EXERCISE MATERIAL

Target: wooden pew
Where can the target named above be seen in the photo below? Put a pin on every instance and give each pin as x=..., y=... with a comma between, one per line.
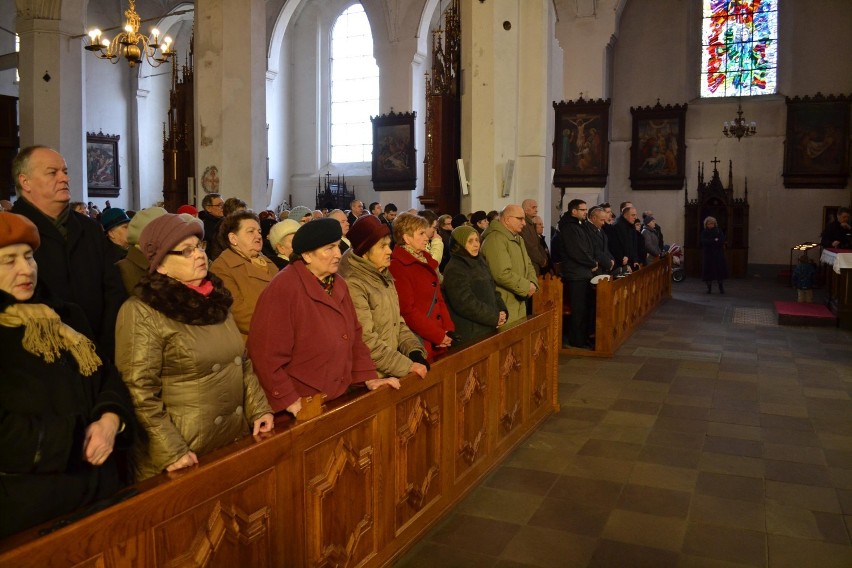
x=354, y=486
x=623, y=304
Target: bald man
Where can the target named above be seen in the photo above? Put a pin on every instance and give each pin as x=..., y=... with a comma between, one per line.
x=507, y=257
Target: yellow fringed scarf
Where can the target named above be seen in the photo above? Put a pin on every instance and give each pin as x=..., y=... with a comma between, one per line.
x=46, y=336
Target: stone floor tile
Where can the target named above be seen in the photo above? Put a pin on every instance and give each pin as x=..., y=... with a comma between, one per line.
x=664, y=477
x=500, y=505
x=597, y=492
x=798, y=454
x=654, y=501
x=522, y=480
x=608, y=449
x=547, y=548
x=825, y=499
x=712, y=510
x=576, y=516
x=805, y=474
x=428, y=555
x=730, y=486
x=733, y=446
x=612, y=554
x=475, y=534
x=790, y=552
x=591, y=467
x=726, y=543
x=645, y=530
x=674, y=457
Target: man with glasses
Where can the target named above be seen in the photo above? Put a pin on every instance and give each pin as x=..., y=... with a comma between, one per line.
x=211, y=215
x=507, y=257
x=578, y=268
x=537, y=253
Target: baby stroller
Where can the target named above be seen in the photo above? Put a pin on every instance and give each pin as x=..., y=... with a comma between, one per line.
x=678, y=272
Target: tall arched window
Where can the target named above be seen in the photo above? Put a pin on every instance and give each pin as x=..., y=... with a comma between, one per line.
x=739, y=47
x=354, y=87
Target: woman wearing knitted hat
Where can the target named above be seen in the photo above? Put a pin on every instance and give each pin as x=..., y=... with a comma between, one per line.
x=418, y=284
x=475, y=306
x=62, y=409
x=395, y=350
x=242, y=266
x=305, y=338
x=181, y=354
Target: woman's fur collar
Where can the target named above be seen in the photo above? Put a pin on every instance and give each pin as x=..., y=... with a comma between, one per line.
x=184, y=304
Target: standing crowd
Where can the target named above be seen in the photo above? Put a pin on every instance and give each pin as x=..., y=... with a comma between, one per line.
x=166, y=336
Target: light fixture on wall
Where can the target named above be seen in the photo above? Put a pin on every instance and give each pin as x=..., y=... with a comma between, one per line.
x=130, y=44
x=739, y=128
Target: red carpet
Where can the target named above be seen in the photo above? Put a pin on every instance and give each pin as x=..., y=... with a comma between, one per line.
x=795, y=313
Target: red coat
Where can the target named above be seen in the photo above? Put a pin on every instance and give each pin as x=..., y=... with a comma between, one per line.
x=303, y=341
x=416, y=285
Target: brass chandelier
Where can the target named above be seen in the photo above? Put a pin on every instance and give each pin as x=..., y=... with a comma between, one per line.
x=130, y=44
x=738, y=128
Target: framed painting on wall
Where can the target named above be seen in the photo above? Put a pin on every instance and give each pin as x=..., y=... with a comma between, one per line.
x=394, y=165
x=102, y=170
x=581, y=143
x=658, y=152
x=816, y=151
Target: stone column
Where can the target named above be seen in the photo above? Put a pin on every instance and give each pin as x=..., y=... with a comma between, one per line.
x=51, y=106
x=504, y=100
x=230, y=97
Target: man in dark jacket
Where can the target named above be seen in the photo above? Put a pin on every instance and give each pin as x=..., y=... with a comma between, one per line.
x=213, y=209
x=72, y=259
x=578, y=267
x=624, y=240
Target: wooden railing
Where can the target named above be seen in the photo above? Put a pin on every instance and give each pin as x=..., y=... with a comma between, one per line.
x=354, y=486
x=623, y=304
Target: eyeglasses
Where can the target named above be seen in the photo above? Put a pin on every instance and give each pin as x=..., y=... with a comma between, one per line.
x=187, y=252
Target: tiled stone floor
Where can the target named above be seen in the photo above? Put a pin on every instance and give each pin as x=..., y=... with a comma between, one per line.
x=703, y=443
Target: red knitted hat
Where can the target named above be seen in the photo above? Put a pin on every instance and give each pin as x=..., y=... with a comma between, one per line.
x=16, y=229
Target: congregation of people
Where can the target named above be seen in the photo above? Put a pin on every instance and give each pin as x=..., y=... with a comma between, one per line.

ASSIGNMENT
Give back the material above exactly, but without its images.

WRITTEN SOLUTION
Target: wooden pew
Where can the target named above be seen in the photo below? Put a pin on every instance and give each pin as x=..., y=... with a comma between, one per line.
x=354, y=486
x=623, y=304
Target: bald man
Where can the target named above be seen in the photo above? Put a pin on every instance and give each pin as x=..., y=... with a comma between, one per line.
x=507, y=257
Target: yellow fringed scarf
Where can the target named above be seen in the photo above? Put a pin on every instance and give each pin as x=..., y=... with a comma between, one per line.
x=46, y=336
Target: stone floor tile
Where can the target named above be seen in the photo above? Put a pin on every instance and give each pin as x=..., y=... with a comma between, one per line.
x=664, y=477
x=500, y=505
x=597, y=492
x=798, y=454
x=654, y=501
x=522, y=480
x=608, y=449
x=547, y=548
x=825, y=499
x=712, y=510
x=576, y=516
x=805, y=474
x=428, y=555
x=730, y=486
x=733, y=446
x=612, y=554
x=475, y=534
x=790, y=552
x=591, y=467
x=726, y=543
x=645, y=530
x=674, y=457
Target: man with glasses
Where can the target named above be seen in the photo above? Put a pin on every instance and give each pin as x=..., y=... with a comma between, one per line.
x=211, y=215
x=507, y=257
x=578, y=268
x=537, y=253
Target: baby stroller
Where can the target named above be seen in the photo above? Put a pin on every instance and give each pin as x=..., y=... with a comma between, one per line.
x=678, y=272
Target: tall arched window
Where can the target named above be seen in the photo above? Put a pin on every instance and give each pin as x=..., y=... with a comma between, one per line.
x=739, y=47
x=354, y=87
Target: woman wearing knitted hat
Where can the target named above be seen in the photo above? Put a pin on every instance and give each pin as x=..., y=... with a comma between, one per line.
x=418, y=284
x=475, y=306
x=62, y=409
x=395, y=350
x=242, y=266
x=305, y=338
x=181, y=354
Target: woman's fur collar
Where can the target named above be seen in the photo above? Put a pin on every instance and give each pin as x=..., y=... with a comma between, one per line.
x=184, y=304
Target: standing crowd
Where can the target named above be seen in the photo above? Put a pin on every instance and give each pin as x=..., y=... with a comma between, one per line.
x=166, y=336
Target: light fixture on wall
Where can the target named above be seen in the photo above? Put a pin on every instance and give each pin as x=..., y=... with a comma between, one per line.
x=130, y=44
x=739, y=128
Target: red carpet
Where can the target named above be seen in the photo above? Put a pin on every instance and give each pin as x=..., y=... with a comma between, one per line.
x=795, y=313
Target: red coat
Where can the target named above be seen in the photo above? Put a pin on every instance and give each pin as x=..., y=... with a comma between, one per line.
x=303, y=341
x=416, y=285
Target: brass chandelier
Where can the target named above be seen in the photo above? Put a pin on every instance and give each pin as x=..., y=... with a comma between, one per line.
x=130, y=44
x=738, y=128
Target: framed painting on wall
Where can the target named above be seen in the photo above? Put a pin on every instance and give each pin as x=..., y=... with a comma between, one per line.
x=394, y=165
x=102, y=170
x=581, y=143
x=658, y=152
x=816, y=151
Target: stone column
Where can the target named above be seen in the photo above? Put a pin on every instance and give each pin as x=..., y=... with a comma between, one per line.
x=51, y=106
x=504, y=100
x=230, y=97
Target: man in dark jacket
Where can the target named above be seen in the photo above? Put a pin on every instance and give each pin as x=..., y=... with a comma between, one per line.
x=213, y=209
x=72, y=259
x=578, y=267
x=624, y=240
Target: wooden railing
Where can the target named above be seen in the photo above? Put a pin on every instance and give each pin as x=..., y=... with a comma between, one per line.
x=354, y=486
x=623, y=304
Target: eyeglasses
Where can the target named above be seen in the photo above? Put a pin on every instance and give each pin as x=..., y=... with a comma between, one per line.
x=187, y=252
Target: tiled stone floor
Where can the target named above be seen in the photo above? Put a pin on every instance and give each pin as x=..., y=... with a comma between, one per line.
x=703, y=443
Target: red knitted hat
Where can the target named above be seen in the photo above? Put a pin on every instance and give each pin as x=..., y=... with a comma between, one per line.
x=16, y=229
Target: congregation of people
Where can the target named above be seen in the photo above? Put a pin on every instance and give each pin as x=..., y=... with a comma between, one per line.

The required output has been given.